Actions to take
1. List every city named in the passage about the emerald ash borer.
2. Carry on the passage about the emerald ash borer from its last sentence.

Passage to read
^^^^^^^^
The news about the emerald ash borer, which originates from Asia, comes via a report released by the Colorado State Forest Service. According to the report, " The potential economic impacts of (emerald ash borer) in the metro Denver area alone could be as high as $82 million, based on a loss of annual services provided by the canopy cover, and not including potential costs for ash tree removal, treatment and replacement…"

An earlier report by Susan Clotfelter described the devastating impacts of the emerald ash borer in Boulder back in 2013. Planetizen has noted the emerald ash borer's prominence in a planning story from Louisville and a story from 2002 in Ann Arbor, when the insect was first found in the United States.
^^^^^^^^
Extracted information

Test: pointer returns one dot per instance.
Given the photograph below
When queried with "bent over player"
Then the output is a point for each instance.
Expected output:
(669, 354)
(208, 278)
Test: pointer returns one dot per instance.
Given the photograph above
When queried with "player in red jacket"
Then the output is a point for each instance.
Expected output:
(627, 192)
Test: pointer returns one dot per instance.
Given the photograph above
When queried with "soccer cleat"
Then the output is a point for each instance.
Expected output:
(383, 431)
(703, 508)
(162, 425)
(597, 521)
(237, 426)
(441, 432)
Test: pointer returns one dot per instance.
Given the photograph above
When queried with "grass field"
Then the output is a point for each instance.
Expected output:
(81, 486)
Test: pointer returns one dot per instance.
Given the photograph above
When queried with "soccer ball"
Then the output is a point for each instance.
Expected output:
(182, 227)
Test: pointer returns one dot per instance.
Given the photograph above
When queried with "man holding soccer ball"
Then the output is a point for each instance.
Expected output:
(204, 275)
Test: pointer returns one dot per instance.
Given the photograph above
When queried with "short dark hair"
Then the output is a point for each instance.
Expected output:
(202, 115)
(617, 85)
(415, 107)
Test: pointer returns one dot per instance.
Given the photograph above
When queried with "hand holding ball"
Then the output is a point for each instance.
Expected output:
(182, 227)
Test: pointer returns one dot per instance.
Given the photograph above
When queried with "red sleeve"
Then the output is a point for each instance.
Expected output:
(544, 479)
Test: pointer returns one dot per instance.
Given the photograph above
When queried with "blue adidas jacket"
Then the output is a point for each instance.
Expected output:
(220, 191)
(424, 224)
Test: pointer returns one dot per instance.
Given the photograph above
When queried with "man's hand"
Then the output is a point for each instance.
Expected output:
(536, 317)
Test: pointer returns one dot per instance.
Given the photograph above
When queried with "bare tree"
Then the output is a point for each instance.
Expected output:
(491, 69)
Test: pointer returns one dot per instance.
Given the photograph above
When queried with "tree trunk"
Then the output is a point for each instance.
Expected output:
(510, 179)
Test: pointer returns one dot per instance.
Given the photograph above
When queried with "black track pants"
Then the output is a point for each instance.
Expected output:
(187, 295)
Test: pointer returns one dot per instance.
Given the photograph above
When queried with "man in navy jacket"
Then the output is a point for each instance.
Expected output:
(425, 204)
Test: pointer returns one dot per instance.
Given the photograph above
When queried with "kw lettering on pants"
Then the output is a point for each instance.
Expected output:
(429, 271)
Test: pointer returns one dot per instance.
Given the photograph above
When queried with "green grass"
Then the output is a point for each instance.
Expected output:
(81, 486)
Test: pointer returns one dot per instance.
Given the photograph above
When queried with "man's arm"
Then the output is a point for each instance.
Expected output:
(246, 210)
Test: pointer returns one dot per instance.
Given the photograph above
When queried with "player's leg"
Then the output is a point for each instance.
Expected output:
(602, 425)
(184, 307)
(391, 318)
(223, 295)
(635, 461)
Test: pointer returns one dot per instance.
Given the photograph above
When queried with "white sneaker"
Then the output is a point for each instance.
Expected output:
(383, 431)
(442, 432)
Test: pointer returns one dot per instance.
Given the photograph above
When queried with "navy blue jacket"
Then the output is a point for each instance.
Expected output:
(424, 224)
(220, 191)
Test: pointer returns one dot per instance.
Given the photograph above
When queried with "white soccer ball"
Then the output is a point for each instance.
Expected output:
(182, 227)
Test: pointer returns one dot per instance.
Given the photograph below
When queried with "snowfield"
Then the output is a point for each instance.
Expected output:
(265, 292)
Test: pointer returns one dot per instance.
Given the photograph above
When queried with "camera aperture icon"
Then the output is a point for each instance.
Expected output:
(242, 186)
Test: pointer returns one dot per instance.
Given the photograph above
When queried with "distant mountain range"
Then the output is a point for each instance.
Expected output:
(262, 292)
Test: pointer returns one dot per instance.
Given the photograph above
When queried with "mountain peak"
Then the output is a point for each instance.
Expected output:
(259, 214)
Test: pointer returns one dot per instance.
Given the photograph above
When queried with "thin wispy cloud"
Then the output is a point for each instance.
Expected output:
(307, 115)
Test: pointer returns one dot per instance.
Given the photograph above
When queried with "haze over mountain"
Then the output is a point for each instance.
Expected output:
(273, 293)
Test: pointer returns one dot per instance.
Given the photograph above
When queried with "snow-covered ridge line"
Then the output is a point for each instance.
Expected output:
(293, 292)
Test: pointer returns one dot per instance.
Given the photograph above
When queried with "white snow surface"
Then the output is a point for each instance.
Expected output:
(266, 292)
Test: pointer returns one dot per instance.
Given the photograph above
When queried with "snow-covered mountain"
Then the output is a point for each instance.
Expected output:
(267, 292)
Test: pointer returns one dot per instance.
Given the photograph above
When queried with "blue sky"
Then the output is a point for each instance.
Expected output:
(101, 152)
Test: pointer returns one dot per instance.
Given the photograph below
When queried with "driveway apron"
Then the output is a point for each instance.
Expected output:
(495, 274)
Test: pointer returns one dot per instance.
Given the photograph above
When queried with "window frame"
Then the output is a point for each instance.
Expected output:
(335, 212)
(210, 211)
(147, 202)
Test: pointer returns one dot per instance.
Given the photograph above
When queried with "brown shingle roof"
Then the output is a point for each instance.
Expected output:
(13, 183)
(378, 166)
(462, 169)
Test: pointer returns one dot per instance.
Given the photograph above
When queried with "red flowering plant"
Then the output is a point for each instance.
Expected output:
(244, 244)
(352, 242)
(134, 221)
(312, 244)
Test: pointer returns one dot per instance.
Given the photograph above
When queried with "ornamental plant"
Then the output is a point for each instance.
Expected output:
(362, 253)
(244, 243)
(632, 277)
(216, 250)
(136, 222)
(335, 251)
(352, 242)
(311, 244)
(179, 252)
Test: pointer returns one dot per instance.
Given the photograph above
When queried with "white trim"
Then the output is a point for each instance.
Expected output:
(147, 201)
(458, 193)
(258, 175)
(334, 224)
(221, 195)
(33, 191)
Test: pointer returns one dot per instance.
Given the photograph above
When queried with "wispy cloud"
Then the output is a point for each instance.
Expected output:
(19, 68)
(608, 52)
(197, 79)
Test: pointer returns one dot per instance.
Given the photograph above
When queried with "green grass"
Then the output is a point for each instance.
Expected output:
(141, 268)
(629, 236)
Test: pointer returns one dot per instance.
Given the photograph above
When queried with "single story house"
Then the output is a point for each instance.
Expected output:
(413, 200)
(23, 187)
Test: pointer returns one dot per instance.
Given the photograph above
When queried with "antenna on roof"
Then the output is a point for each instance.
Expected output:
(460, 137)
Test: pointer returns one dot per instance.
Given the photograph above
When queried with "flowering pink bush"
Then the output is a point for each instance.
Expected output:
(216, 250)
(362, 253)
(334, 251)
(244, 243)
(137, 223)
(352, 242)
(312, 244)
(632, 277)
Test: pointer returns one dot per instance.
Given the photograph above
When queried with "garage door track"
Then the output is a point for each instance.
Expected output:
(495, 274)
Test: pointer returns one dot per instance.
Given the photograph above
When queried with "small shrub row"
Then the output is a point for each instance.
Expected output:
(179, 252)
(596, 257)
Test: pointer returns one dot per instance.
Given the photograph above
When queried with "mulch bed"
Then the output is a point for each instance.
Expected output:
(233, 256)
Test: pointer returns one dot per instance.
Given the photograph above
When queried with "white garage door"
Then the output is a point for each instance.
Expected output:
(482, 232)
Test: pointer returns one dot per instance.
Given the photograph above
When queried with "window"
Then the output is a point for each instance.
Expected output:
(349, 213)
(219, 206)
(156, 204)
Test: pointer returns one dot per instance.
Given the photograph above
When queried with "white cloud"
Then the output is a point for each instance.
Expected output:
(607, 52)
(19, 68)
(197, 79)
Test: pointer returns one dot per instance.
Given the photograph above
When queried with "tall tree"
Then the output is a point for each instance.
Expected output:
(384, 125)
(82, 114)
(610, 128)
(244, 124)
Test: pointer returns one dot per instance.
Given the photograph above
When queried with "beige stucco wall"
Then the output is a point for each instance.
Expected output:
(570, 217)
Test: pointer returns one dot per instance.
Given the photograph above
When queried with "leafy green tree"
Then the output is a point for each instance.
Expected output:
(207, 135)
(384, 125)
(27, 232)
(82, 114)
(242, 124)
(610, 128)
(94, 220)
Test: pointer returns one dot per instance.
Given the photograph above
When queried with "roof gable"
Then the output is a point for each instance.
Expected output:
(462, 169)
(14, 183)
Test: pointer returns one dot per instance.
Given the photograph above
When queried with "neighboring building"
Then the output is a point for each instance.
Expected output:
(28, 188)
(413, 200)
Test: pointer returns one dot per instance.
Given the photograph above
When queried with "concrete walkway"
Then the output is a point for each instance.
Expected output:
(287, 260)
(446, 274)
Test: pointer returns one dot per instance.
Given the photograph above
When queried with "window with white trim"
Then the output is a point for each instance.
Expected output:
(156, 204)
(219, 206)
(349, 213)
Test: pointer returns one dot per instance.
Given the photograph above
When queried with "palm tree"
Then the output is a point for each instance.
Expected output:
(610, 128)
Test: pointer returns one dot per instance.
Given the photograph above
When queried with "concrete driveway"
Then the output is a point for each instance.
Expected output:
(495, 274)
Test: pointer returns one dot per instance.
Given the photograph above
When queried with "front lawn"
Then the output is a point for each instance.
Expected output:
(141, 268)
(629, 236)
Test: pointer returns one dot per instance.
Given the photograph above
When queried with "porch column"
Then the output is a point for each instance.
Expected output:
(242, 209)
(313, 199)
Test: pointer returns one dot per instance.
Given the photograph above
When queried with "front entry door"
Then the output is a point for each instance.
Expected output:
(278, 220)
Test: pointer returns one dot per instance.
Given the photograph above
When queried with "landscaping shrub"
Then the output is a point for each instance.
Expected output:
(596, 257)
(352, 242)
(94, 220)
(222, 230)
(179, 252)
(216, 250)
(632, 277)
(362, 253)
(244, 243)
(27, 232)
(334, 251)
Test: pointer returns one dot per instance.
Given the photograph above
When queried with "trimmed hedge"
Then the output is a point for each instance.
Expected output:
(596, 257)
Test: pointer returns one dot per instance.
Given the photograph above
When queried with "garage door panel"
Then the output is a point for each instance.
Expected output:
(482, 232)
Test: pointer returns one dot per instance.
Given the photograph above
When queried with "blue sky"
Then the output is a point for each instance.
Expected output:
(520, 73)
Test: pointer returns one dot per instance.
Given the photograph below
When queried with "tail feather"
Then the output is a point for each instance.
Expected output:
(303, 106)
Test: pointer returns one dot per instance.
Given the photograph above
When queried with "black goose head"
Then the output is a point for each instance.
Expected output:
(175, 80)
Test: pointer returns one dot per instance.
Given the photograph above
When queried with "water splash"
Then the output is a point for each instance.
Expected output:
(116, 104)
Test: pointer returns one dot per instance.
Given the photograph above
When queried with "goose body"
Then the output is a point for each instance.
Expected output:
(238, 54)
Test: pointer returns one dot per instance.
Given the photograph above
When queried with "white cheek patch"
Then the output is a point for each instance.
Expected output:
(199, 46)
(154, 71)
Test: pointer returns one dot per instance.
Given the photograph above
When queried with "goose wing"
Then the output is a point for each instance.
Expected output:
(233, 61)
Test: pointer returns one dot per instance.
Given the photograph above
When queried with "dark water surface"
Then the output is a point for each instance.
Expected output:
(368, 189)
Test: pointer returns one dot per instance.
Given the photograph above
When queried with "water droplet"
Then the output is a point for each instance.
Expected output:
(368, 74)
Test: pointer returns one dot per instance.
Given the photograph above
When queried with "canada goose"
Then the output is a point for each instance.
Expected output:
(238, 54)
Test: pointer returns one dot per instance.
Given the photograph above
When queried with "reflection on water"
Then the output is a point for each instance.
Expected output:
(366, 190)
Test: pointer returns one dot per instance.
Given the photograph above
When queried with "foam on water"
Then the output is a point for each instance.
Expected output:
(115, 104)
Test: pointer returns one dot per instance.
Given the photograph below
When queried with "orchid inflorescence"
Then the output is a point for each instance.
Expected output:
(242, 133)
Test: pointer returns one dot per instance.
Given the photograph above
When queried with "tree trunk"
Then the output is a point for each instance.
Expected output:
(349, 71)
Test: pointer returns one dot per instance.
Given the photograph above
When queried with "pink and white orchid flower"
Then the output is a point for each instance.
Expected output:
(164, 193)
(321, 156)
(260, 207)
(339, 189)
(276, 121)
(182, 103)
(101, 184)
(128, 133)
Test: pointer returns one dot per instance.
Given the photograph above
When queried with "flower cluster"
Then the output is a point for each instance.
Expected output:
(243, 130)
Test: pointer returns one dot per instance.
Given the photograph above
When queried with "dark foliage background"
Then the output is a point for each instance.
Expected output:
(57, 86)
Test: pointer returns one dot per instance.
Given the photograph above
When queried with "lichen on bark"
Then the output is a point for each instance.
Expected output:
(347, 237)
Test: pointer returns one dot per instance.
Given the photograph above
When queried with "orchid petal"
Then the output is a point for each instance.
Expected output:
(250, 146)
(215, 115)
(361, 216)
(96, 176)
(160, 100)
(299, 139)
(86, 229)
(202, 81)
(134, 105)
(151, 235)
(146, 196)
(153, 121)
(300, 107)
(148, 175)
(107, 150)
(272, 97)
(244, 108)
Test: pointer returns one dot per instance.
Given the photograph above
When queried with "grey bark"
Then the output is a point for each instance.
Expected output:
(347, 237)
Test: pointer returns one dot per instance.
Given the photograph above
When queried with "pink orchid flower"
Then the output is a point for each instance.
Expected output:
^^^^^^^^
Your responses
1. Denver, Boulder, Louisville, Ann Arbor

2.
The emerald ash borer is also making trouble in Bozeman, Montana, where the city commission recently approved a plan to prepare for the "inevitable arrival of the invasive emerald ash borer…" Eric Dietrich reports these details on the plan in Bozeman:

Among other provisions, it calls for expanding the city’s four-member forestry department, adding the equivalent of three employees to increase pruning frequency, complete an inventory of tree locations and proactively prepare for the ash borer’s arrival. Those actions will require a 26 percent increase to the Bozeman Forestry Division's annual budget. The ash trees targeted by the insects "constitute about 80 percent of Bozeman trees in the downtown area and half the urban forest citywide."

In addition to the high costs incurred by the devastation caused by the emerald ash borer, they are also likely to cause physiological effects on humans as well. A recent study concluded: "Women living in a county infested with the emerald ash borer had a 25 percent increased risk of cardiovascular disease."